# PAGE EXTRACT:
Central to greens’ fetish for hurricanes is the scientific theory that warmer sea-surface temperatures caused by global warming can increase hurricanes’ energy and destructive power. It may well be true. But theory easily becomes dogma, and climate pundits have rushed ahead of their science. ‘Harvey is what climate change looks like’, screeched meteorologist Eric Holthaus. ‘It’s a fact: climate change made Hurricane Harvey more deadly’, claimed Michael Mann, a professor of atmospheric science at Pennsylvania State University.
More deadly than what? More deadly than the hurricane in 1900 that killed 8,000 people in Galveston in Texas? Or the hurricane in 1915, which took 275 lives from the same town? Or Hurricane Audrey, which killed 416 Texans in 1957? Indeed, of the 30 most deadly hurricanes to land in the US since 1850, just four occurred in the past half century. If Harvey is what ‘climate change looks like’, it looks a lot safer than the weather prior to global warming.
No matter what putative experts claim, the simple meteorological fact of the matter is that the number of hurricanes of all categories making landfall on the US has fallen.

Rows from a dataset
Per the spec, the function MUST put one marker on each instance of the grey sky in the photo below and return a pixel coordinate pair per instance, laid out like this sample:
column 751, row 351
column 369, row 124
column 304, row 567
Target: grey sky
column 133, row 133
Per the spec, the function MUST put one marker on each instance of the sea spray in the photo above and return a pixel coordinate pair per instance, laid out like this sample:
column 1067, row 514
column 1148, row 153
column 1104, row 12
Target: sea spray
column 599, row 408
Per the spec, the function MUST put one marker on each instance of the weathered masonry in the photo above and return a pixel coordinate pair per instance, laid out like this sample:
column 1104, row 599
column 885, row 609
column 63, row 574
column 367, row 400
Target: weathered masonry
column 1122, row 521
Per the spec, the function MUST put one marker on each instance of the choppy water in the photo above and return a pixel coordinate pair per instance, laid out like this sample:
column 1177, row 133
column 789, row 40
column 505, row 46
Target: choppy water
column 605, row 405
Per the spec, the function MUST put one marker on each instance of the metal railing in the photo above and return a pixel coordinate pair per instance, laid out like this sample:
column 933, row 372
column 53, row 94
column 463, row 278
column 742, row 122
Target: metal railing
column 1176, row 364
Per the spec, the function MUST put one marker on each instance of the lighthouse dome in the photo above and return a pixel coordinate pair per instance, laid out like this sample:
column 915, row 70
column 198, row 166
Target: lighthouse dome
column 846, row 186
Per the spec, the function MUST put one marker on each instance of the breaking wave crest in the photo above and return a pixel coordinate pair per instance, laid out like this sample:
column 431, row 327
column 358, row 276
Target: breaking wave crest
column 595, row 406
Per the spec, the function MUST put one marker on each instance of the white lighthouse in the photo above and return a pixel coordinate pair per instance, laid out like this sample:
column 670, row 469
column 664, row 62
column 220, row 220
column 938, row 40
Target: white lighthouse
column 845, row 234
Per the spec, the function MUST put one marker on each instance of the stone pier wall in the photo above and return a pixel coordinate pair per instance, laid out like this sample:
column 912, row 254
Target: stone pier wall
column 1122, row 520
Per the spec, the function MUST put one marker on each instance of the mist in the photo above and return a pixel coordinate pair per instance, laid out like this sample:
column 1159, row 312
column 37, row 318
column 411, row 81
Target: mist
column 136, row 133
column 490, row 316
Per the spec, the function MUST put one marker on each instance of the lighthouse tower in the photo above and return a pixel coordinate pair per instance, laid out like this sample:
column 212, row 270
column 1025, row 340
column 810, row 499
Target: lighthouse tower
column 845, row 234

# AIM OF THE EXERCISE:
In the passage on hurricanes, how many people were killed by the 1900 hurricane in Galveston, Texas?

# EXERCISE ANSWER:
8,000 people.